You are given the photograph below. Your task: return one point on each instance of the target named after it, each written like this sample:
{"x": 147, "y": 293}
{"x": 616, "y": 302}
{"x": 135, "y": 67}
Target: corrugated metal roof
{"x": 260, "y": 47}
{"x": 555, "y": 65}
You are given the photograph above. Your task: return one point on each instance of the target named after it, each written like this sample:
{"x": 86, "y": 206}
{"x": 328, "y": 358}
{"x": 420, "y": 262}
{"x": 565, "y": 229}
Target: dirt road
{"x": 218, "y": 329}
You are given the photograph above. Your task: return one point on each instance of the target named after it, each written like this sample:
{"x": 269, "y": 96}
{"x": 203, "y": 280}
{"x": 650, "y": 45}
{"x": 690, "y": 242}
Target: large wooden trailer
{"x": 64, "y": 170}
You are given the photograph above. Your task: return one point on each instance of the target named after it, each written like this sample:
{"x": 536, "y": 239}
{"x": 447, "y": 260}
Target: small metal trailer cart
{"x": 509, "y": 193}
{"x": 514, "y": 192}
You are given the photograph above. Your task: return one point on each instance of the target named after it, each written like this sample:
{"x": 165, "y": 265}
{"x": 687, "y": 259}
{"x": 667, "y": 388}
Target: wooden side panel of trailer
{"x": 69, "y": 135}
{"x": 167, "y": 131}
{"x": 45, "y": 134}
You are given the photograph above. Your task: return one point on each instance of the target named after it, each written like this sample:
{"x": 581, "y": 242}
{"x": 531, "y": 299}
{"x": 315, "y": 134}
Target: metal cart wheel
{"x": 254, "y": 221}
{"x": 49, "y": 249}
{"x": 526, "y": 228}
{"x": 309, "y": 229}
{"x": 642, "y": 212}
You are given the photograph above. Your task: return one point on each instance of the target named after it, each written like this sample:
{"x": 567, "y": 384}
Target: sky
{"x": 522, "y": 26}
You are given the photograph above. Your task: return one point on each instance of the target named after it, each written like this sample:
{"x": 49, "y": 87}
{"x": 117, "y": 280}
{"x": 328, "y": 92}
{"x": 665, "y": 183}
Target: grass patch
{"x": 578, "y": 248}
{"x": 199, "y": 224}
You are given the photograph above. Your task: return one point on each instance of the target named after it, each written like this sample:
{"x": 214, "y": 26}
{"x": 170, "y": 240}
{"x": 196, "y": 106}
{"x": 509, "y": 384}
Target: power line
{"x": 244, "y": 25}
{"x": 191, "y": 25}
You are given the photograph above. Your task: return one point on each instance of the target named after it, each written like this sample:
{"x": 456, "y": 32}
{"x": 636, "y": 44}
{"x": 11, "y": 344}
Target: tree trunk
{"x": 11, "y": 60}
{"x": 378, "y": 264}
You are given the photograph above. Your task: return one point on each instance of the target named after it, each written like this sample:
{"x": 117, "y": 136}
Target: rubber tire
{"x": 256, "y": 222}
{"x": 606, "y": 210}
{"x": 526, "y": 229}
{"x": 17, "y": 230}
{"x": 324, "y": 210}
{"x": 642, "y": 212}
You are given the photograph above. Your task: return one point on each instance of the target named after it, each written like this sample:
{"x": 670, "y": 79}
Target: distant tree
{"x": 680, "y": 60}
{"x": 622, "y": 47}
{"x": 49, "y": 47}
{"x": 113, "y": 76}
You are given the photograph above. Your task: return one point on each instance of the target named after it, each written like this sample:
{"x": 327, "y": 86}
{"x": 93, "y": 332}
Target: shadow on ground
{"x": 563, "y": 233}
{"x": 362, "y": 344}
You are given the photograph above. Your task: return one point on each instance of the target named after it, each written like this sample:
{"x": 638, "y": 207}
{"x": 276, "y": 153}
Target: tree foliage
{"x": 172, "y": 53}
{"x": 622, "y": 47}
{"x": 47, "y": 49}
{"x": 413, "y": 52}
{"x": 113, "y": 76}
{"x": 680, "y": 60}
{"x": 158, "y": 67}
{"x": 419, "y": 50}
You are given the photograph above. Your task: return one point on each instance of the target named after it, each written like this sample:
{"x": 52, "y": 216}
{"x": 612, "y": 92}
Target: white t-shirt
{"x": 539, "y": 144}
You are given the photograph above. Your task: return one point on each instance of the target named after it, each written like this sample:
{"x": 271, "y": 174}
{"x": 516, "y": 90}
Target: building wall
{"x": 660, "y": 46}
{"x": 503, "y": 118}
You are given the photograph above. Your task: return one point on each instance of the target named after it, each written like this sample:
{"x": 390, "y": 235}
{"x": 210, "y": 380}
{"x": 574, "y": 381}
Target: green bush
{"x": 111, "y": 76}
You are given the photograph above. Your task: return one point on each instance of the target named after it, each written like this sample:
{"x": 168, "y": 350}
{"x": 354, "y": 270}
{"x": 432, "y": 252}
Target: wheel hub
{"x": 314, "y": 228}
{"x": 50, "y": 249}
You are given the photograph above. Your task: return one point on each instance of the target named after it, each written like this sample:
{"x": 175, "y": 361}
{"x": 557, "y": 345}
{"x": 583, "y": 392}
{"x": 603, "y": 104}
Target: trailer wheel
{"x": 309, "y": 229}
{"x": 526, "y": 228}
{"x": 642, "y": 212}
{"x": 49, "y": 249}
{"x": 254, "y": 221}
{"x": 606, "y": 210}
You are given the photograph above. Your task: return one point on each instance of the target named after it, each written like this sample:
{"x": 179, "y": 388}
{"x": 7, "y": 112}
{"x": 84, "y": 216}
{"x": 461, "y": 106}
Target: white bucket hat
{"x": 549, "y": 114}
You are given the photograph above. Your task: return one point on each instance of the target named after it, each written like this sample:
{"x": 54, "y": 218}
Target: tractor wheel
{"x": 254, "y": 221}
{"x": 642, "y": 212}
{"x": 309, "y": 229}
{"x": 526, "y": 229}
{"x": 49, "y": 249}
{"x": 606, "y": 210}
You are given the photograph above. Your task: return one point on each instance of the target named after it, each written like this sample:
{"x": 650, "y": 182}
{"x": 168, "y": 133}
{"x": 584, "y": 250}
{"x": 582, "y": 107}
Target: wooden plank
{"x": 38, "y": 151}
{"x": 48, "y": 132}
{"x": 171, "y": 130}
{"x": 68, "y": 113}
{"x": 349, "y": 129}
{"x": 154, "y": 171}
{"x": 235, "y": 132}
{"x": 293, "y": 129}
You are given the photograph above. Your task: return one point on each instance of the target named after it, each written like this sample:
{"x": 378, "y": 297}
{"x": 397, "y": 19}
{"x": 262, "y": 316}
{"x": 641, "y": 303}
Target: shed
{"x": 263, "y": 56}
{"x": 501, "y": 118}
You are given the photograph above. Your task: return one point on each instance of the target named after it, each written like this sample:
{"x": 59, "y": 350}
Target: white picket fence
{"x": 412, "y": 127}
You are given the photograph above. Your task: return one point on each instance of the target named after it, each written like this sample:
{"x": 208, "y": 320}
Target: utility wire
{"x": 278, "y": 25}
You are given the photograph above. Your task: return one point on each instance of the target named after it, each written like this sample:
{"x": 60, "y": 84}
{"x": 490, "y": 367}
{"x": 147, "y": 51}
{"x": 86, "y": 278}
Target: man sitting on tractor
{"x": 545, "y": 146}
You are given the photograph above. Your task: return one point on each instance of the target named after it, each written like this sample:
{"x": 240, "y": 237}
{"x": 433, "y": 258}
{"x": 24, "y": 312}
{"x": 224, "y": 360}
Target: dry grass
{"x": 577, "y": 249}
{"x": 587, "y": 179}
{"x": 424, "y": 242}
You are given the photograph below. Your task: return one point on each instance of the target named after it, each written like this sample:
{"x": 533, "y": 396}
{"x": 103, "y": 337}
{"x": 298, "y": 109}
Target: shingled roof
—————
Line by line, repeat everything in the records verbatim.

You are given the photograph below. Your task: return one point on each instance of the target named after it, each written like this sample:
{"x": 147, "y": 293}
{"x": 616, "y": 302}
{"x": 135, "y": 67}
Target: corrugated metal roof
{"x": 260, "y": 47}
{"x": 555, "y": 65}
You are given the photograph above. Your task: return one point on each instance of the target named after it, each written like this sample:
{"x": 86, "y": 206}
{"x": 328, "y": 358}
{"x": 420, "y": 262}
{"x": 565, "y": 229}
Target: dirt road
{"x": 218, "y": 329}
You are given the photograph above. Your task: return one point on each instance of the target named after it, each written like this sample:
{"x": 269, "y": 96}
{"x": 203, "y": 280}
{"x": 650, "y": 45}
{"x": 690, "y": 242}
Target: large wooden trailer
{"x": 64, "y": 170}
You are given the photograph above. Your task: return one point on each instance of the target named after it, each written like this sample:
{"x": 536, "y": 239}
{"x": 447, "y": 260}
Target: small metal trailer cart
{"x": 509, "y": 193}
{"x": 514, "y": 192}
You are given the photograph above. Your task: return one point on each instance of the target named after it, each written like this sample:
{"x": 165, "y": 265}
{"x": 687, "y": 259}
{"x": 667, "y": 388}
Target: wooden side panel of trailer
{"x": 69, "y": 135}
{"x": 167, "y": 131}
{"x": 45, "y": 134}
You are given the photograph above. Your task: return one point on each instance of the target named after it, each written like this sample:
{"x": 581, "y": 242}
{"x": 531, "y": 299}
{"x": 315, "y": 134}
Target: metal cart wheel
{"x": 254, "y": 221}
{"x": 49, "y": 249}
{"x": 526, "y": 228}
{"x": 309, "y": 229}
{"x": 642, "y": 212}
You are given the photograph above. Your task: return one point on each instance of the target named after it, each written like this sample:
{"x": 567, "y": 384}
Target: sky
{"x": 522, "y": 26}
You are given the photograph above. Your task: return one point on each instance of the target named after it, each written like this sample:
{"x": 49, "y": 87}
{"x": 117, "y": 280}
{"x": 328, "y": 92}
{"x": 665, "y": 183}
Target: grass patch
{"x": 578, "y": 248}
{"x": 199, "y": 224}
You are given the photograph above. Your task: return one point on each instance of the target named after it, each written like this sample:
{"x": 214, "y": 26}
{"x": 170, "y": 240}
{"x": 196, "y": 106}
{"x": 509, "y": 384}
Target: power line
{"x": 244, "y": 25}
{"x": 191, "y": 25}
You are given the photograph above. Your task: return one point on each instance of the target named after it, each written like this sample:
{"x": 456, "y": 32}
{"x": 636, "y": 44}
{"x": 11, "y": 344}
Target: tree trunk
{"x": 11, "y": 60}
{"x": 378, "y": 264}
You are given the photograph above. Your task: return one point on each instance of the target named after it, each written like this sample:
{"x": 117, "y": 136}
Target: rubber tire
{"x": 256, "y": 222}
{"x": 606, "y": 210}
{"x": 526, "y": 229}
{"x": 17, "y": 230}
{"x": 324, "y": 210}
{"x": 642, "y": 212}
You are given the photograph above. Your task: return one point on each instance of the target named after it, each written like this sample:
{"x": 670, "y": 79}
Target: distant tree
{"x": 680, "y": 60}
{"x": 622, "y": 47}
{"x": 49, "y": 47}
{"x": 113, "y": 76}
You are given the photograph above. Your task: return one point on each instance of the target named after it, each written like this sample:
{"x": 327, "y": 86}
{"x": 93, "y": 332}
Target: shadow on ground
{"x": 563, "y": 233}
{"x": 362, "y": 344}
You are given the photograph above. Your task: return one point on each instance of the target named after it, each written like this sample:
{"x": 638, "y": 207}
{"x": 276, "y": 153}
Target: tree foliage
{"x": 172, "y": 53}
{"x": 622, "y": 47}
{"x": 47, "y": 49}
{"x": 413, "y": 52}
{"x": 113, "y": 76}
{"x": 680, "y": 60}
{"x": 158, "y": 67}
{"x": 419, "y": 50}
You are given the photograph above. Your task: return one point on each instance of the target named after it, each written like this sample:
{"x": 52, "y": 216}
{"x": 612, "y": 92}
Target: white t-shirt
{"x": 539, "y": 144}
You are given the photograph above. Your task: return one point on each instance of the target named after it, each written like this sample:
{"x": 271, "y": 174}
{"x": 516, "y": 90}
Target: building wall
{"x": 660, "y": 46}
{"x": 503, "y": 118}
You are given the photograph above. Your task: return one point on each instance of the target named after it, each written like this sample:
{"x": 390, "y": 235}
{"x": 210, "y": 380}
{"x": 574, "y": 381}
Target: green bush
{"x": 111, "y": 76}
You are given the photograph above. Your task: return one point on each instance of the target named after it, each written like this sample:
{"x": 168, "y": 350}
{"x": 354, "y": 270}
{"x": 432, "y": 252}
Target: wheel hub
{"x": 314, "y": 228}
{"x": 50, "y": 249}
You are given the photograph above. Your task: return one point on each instance of the target named after it, each written like this sample:
{"x": 175, "y": 361}
{"x": 557, "y": 345}
{"x": 583, "y": 392}
{"x": 603, "y": 104}
Target: trailer wheel
{"x": 309, "y": 229}
{"x": 526, "y": 228}
{"x": 642, "y": 212}
{"x": 49, "y": 249}
{"x": 254, "y": 221}
{"x": 606, "y": 210}
You are given the photograph above. Your task: return one point on each instance of the target named after it, each written like this sample:
{"x": 179, "y": 388}
{"x": 7, "y": 112}
{"x": 84, "y": 216}
{"x": 461, "y": 106}
Target: white bucket hat
{"x": 549, "y": 114}
You are given the photograph above. Your task: return one point on each instance of the target named after it, each written like this sample:
{"x": 54, "y": 218}
Target: tractor wheel
{"x": 254, "y": 221}
{"x": 642, "y": 212}
{"x": 309, "y": 229}
{"x": 526, "y": 229}
{"x": 49, "y": 249}
{"x": 606, "y": 210}
You are given the photograph above. Your task: return one point on each instance of the target named after it, each written like this sample:
{"x": 650, "y": 182}
{"x": 168, "y": 133}
{"x": 584, "y": 250}
{"x": 582, "y": 107}
Target: wooden plank
{"x": 38, "y": 151}
{"x": 48, "y": 132}
{"x": 171, "y": 130}
{"x": 68, "y": 113}
{"x": 349, "y": 129}
{"x": 154, "y": 171}
{"x": 235, "y": 132}
{"x": 293, "y": 129}
You are given the photograph above. Your task: return one point on each instance of the target named after it, each written like this sample:
{"x": 378, "y": 297}
{"x": 397, "y": 19}
{"x": 262, "y": 316}
{"x": 641, "y": 303}
Target: shed
{"x": 263, "y": 56}
{"x": 501, "y": 118}
You are given the photograph above. Your task: return one point on each instance of the target named after it, each written like this sample:
{"x": 59, "y": 350}
Target: white picket fence
{"x": 412, "y": 127}
You are given the photograph above. Your task: return one point on each instance of the target named after it, each written like this sample:
{"x": 208, "y": 320}
Target: utility wire
{"x": 278, "y": 25}
You are given the photograph above. Your task: return one point on each instance of the target named after it, each written like this sample:
{"x": 60, "y": 84}
{"x": 490, "y": 367}
{"x": 147, "y": 51}
{"x": 86, "y": 278}
Target: man sitting on tractor
{"x": 545, "y": 146}
You are given the photograph above. Your task: return one point on each instance of the target named after it, each written like this sample:
{"x": 240, "y": 237}
{"x": 433, "y": 258}
{"x": 24, "y": 312}
{"x": 224, "y": 360}
Target: dry grass
{"x": 577, "y": 249}
{"x": 587, "y": 179}
{"x": 424, "y": 242}
You are given the photograph below. Your task: return one point on each instance of the target named after it, each written like this sample:
{"x": 533, "y": 396}
{"x": 103, "y": 337}
{"x": 298, "y": 109}
Target: shingled roof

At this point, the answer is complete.